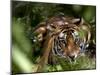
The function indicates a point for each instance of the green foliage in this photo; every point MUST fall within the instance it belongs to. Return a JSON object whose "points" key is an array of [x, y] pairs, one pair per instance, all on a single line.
{"points": [[25, 16]]}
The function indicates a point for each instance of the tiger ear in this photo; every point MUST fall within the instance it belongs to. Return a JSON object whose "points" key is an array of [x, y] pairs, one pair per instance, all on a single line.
{"points": [[78, 21], [40, 28]]}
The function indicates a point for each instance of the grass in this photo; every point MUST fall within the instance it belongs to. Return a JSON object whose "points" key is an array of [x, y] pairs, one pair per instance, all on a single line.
{"points": [[82, 63]]}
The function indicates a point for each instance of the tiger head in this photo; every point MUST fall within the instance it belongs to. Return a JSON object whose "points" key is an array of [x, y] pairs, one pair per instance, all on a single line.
{"points": [[67, 36]]}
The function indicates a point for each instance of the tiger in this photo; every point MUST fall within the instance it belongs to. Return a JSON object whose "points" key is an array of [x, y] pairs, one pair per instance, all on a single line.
{"points": [[63, 36]]}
○ ○ ○
#### TASK DIRECTIONS:
Set down, exactly and without anything extra, every line from the one that contains "The function indicates a point for each instance of the grass" through the final line of the material.

#### SOLVED PROBLEM:
The function indicates a point for each instance of the grass in this photo; every point MUST fall within the instance it belongs to. Return a JSON object whose "points" key is an array of [x, y] pairs, one pair per instance, all on a single line.
{"points": [[82, 63]]}
The function indicates a point for each instance of the tiger head in this photo; every point MUST fall within the instance it belongs to. Return a JSON object whose "points" key is an array of [x, y] pairs, one pair per instance, all on a single line.
{"points": [[67, 36]]}
The function indicates a point for each instance of the tiger in this photo; every point MUST fall within the instance it belongs to. Return a JSON object whose "points" key is an array of [x, y] pairs, one pair per instance, all on a single line.
{"points": [[63, 36]]}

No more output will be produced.